**TASK OBJECTIVE:** Keep the pictures out. Write out every line of the listing exactly.

**THE DATA:**
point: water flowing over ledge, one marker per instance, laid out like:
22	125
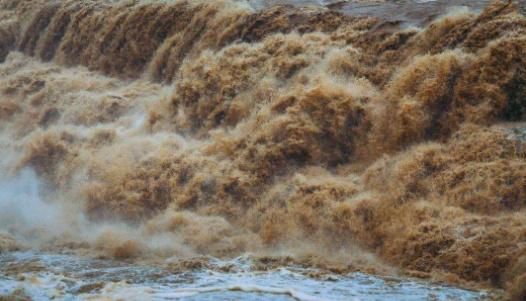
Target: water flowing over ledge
142	130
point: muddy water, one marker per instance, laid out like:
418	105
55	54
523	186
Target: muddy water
354	136
66	277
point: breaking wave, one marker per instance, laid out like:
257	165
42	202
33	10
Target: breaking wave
162	128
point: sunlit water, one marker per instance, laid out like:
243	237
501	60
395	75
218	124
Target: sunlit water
66	277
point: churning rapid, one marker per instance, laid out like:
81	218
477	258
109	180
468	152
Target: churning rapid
145	129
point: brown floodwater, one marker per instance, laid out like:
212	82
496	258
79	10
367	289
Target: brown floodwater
379	138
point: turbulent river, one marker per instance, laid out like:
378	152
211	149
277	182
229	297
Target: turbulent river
262	150
66	277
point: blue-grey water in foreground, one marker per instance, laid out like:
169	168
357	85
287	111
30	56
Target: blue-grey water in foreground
68	277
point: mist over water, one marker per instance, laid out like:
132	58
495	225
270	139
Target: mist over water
385	138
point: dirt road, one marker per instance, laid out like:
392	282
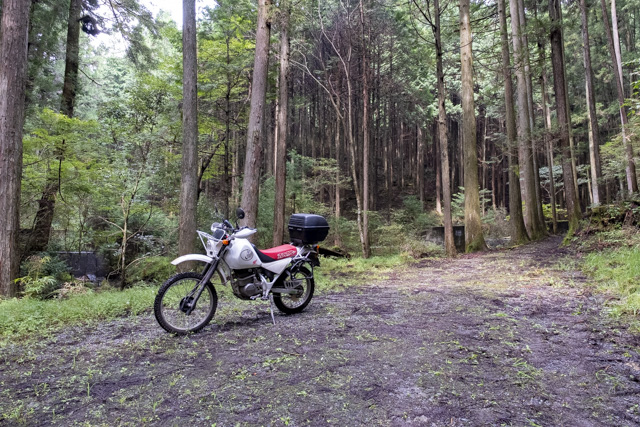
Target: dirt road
510	337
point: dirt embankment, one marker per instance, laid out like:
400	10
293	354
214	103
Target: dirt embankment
511	337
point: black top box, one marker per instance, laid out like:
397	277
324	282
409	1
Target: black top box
308	228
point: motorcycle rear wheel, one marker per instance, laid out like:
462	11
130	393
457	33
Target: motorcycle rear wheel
302	280
169	304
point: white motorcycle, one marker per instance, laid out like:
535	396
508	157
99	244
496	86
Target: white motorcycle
186	302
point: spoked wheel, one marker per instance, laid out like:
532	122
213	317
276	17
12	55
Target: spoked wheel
174	306
300	280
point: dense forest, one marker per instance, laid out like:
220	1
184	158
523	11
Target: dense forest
385	116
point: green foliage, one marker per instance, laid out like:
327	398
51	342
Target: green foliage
617	272
43	276
336	273
31	318
413	218
154	270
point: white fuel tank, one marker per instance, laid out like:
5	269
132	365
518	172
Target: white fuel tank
241	255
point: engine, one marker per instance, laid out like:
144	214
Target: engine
245	284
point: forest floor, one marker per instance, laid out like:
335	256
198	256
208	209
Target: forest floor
509	337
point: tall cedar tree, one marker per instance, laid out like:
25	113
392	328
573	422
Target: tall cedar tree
630	169
282	125
533	221
255	133
366	246
189	173
14	28
41	232
518	230
474	239
559	85
594	149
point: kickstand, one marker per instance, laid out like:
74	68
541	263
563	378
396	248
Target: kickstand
273	319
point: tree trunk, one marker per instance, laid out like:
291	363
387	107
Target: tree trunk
420	165
529	90
366	247
71	59
189	172
594	149
438	167
474	239
559	84
14	30
533	221
549	143
41	232
281	146
630	169
518	230
449	244
255	131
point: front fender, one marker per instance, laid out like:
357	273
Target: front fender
192	257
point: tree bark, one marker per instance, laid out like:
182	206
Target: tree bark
41	232
449	245
559	84
474	238
283	127
72	59
549	143
518	230
366	246
189	172
529	89
14	29
594	149
630	168
255	132
533	221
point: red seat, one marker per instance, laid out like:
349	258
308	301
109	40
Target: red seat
280	252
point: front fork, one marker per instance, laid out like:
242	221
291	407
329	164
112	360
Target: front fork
188	303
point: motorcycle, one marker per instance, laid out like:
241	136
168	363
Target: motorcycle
187	302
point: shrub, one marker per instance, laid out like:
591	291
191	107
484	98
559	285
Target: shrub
155	269
43	275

**REPLY:**
point: water flowing over ledge, one marker per instance, laid out like:
22	125
Target: water flowing over ledge
142	130
point: muddy water, one marker per instance, laid out like:
418	105
55	54
523	186
Target: muddy water
354	136
66	277
point: breaking wave, one marker per instance, laid out like:
257	165
42	202
33	10
Target: breaking wave
162	128
point: sunlit water, one marker per instance, laid out like:
243	237
501	60
395	75
218	124
Target: sunlit water
66	277
point: churning rapid, one marker per instance, laid out like:
81	218
477	258
109	180
468	152
Target: churning rapid
145	129
point: brown floodwater, one marker per instance, laid out like:
212	82
496	258
79	10
367	289
Target: brown floodwater
379	138
point: turbulent river, one marker per instance, laid out like:
378	152
211	149
277	182
229	297
Target: turbulent river
262	150
66	277
point: blue-grey water in foreground, one marker per instance, laid out like:
169	168
357	85
287	111
30	56
Target: blue-grey water in foreground
68	277
point: mist over water, one marker per instance, laid out like:
132	58
495	225
270	139
Target: mist over water
385	138
point: dirt road, one marker per instance, laid out like:
392	282
Target: dirt road
510	337
point: dirt embankment, one marker per instance, laid out like:
400	10
293	354
214	103
Target: dirt embankment
511	337
point: black top box, one marker per instance, laid out like:
397	277
324	282
409	1
Target: black top box
308	228
point: motorcycle rear wheel, one marker per instance, laid out like:
462	11
130	393
457	33
Target: motorcycle rear wheel
302	280
169	304
point: white motorcycle, one marker per instance, laid out like:
535	396
508	157
99	244
496	86
Target: white motorcycle
186	302
point: spoked wheel, one marker per instance, laid out like:
532	122
213	317
276	17
12	55
Target: spoked wheel
174	306
300	280
point: dense forest, one marker per instance, laid out like:
220	1
184	158
523	11
Target: dense forest
385	116
point: green foliage, one marker per instance, laid out like:
327	398
51	342
Target: green foliage
617	272
43	276
336	273
31	318
413	218
154	270
point: white fuel tank, one marker per instance, laid out like:
5	269
132	365
518	172
Target: white fuel tank
241	255
point: engine, one marker per instance, laid out like:
144	214
Target: engine
245	284
point: forest floor, one marker per instance, laid out like:
335	256
198	256
208	209
Target: forest floor
509	337
point: tall cedar tree, one marker per instance, laid out like:
25	113
392	328
573	422
Target: tall cedar tree
630	169
282	125
533	221
255	133
366	246
189	173
14	28
41	232
518	230
474	239
559	85
594	149
point: kickstand, one marker per instance, laid out like:
74	68
541	263
563	378
396	248
Target: kickstand
273	319
point: tree trunk, one marker per instance, laid out like:
291	363
387	107
Target: tree trunk
420	165
529	90
366	247
71	59
189	172
594	149
438	167
474	239
559	84
14	30
533	221
549	143
41	232
281	146
630	169
518	230
449	244
255	131
point: front fender, one marker per instance, laid out like:
357	273
Target: front fender
192	257
point: tree bark, one marker per instance, laid out like:
182	206
Target: tree bark
41	232
449	245
559	84
474	238
283	127
72	59
549	143
518	230
366	246
189	172
529	89
14	29
594	149
630	168
255	132
533	221
point: red seat, one marker per instance, laid out like:
349	258
308	301
109	40
Target: red seat
280	252
point: front fork, one marker per instance, laid out like:
242	221
291	407
329	164
112	360
Target: front fork
188	303
point: motorcycle, one marker per instance, laid out like:
241	136
168	363
Target: motorcycle
187	302
point: shrub, one marker per instance, laid out like:
591	291
191	107
484	98
559	285
Target: shrub
155	269
43	275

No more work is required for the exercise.